→ **Aim of the exercise**: Show each line of the records in which the word "below" occurs.
** Record set follows **
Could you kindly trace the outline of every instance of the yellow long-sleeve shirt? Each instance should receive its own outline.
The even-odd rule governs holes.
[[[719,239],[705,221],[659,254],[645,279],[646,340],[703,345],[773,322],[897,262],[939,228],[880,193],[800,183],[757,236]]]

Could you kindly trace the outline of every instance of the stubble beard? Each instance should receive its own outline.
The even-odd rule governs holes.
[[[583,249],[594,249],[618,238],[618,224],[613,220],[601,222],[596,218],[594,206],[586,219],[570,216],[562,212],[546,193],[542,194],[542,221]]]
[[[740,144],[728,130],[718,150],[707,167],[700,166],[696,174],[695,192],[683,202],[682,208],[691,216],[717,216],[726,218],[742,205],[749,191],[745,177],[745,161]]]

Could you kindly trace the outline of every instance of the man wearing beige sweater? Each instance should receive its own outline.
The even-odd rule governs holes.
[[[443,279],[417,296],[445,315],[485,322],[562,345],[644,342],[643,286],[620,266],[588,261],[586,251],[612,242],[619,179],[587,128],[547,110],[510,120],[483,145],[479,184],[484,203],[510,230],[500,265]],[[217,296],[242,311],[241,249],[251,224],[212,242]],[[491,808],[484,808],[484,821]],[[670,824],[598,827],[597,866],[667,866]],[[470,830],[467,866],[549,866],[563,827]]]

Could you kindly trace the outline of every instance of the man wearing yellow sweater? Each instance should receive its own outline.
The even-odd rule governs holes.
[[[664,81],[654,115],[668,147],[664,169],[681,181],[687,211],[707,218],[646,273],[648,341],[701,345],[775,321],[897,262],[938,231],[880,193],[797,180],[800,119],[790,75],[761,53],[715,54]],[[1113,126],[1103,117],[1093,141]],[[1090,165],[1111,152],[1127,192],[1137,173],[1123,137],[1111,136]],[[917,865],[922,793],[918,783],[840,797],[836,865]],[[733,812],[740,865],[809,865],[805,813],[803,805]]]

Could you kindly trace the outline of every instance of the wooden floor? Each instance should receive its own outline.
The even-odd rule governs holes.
** End of Record set **
** Record set follows **
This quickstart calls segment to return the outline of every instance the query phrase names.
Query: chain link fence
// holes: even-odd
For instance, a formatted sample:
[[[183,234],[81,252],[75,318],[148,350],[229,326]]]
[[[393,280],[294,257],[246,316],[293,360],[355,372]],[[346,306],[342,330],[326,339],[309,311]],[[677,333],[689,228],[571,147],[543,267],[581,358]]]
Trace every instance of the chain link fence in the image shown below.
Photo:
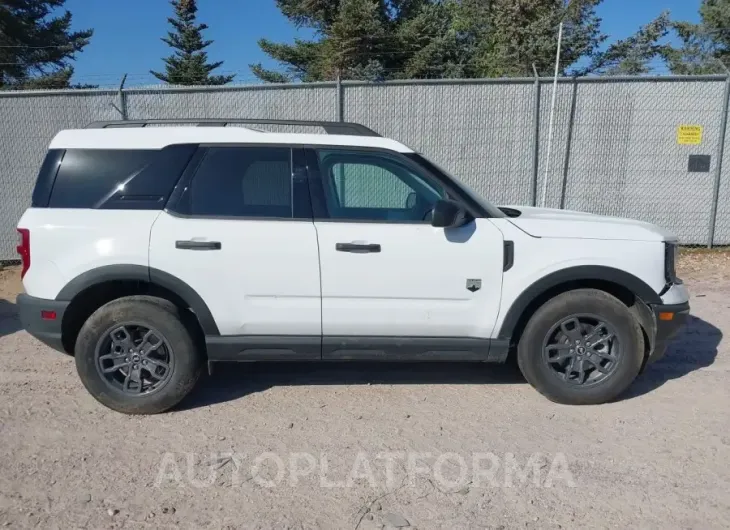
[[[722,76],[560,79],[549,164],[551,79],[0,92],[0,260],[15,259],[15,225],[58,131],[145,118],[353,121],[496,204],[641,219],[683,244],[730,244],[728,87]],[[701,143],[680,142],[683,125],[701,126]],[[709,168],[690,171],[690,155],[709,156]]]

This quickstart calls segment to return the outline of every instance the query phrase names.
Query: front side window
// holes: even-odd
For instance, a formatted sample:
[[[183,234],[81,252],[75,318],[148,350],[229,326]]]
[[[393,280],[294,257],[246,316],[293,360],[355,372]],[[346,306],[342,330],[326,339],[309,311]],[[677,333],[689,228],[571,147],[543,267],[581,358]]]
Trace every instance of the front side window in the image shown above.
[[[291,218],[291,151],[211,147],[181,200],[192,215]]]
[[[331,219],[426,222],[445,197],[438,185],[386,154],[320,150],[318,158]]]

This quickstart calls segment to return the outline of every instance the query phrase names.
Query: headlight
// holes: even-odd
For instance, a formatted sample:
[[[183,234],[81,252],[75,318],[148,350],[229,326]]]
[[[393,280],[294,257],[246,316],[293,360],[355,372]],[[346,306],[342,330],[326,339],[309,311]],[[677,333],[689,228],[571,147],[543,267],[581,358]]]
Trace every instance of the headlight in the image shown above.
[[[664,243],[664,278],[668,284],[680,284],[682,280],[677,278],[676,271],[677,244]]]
** End of Record set **
** Record set follows **
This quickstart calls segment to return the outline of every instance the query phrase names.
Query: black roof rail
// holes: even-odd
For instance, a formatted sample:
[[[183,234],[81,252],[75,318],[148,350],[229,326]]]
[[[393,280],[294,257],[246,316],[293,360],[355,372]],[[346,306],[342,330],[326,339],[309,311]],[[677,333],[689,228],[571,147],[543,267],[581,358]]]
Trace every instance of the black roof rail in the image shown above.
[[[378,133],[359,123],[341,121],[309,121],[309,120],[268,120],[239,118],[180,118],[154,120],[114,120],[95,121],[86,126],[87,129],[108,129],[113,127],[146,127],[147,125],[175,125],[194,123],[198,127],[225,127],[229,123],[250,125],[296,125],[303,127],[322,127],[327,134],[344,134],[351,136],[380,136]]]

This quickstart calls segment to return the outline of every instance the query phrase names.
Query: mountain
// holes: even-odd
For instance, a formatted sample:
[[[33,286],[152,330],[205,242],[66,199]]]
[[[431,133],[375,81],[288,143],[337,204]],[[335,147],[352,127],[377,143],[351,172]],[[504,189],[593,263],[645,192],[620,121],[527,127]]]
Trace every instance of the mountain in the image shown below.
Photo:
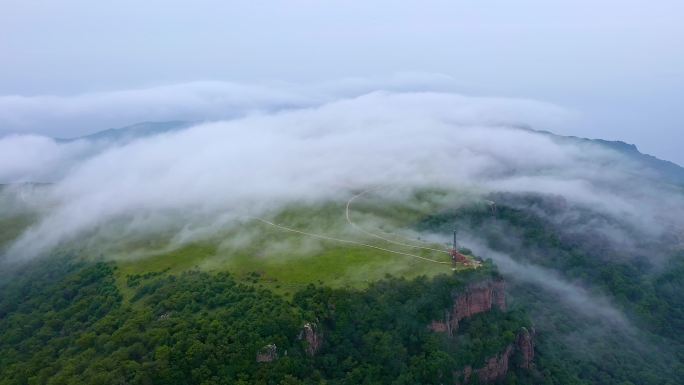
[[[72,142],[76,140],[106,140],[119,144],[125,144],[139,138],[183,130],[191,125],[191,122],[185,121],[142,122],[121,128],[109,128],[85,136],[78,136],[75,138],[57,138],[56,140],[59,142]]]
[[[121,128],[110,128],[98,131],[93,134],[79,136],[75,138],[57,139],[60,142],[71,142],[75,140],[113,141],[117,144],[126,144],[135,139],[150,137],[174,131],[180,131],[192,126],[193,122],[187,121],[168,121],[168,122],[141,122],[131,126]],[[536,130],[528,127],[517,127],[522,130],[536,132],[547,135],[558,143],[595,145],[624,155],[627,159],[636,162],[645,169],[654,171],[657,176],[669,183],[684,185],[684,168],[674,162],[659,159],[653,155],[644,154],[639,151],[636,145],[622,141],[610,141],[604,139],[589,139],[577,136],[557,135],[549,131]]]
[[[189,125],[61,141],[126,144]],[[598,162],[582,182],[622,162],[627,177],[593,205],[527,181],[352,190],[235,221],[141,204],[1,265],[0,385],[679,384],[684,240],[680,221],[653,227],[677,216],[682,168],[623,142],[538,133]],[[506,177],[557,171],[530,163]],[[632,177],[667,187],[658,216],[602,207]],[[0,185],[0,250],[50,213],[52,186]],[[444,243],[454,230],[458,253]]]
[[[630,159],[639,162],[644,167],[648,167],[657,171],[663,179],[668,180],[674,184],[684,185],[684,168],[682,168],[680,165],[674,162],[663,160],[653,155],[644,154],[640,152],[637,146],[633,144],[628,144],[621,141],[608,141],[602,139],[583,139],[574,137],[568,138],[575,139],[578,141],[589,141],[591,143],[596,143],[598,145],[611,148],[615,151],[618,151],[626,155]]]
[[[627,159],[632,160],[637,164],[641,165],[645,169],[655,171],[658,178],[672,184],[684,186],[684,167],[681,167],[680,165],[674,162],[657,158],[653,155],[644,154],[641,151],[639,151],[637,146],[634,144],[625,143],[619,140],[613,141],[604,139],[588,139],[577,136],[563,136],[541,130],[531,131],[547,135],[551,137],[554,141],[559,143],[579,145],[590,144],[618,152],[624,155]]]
** End of Record set **
→ **Solved problem**:
Trace every instance of the chain link fence in the image shown below.
Trace every instance of the mountain in the image shown below.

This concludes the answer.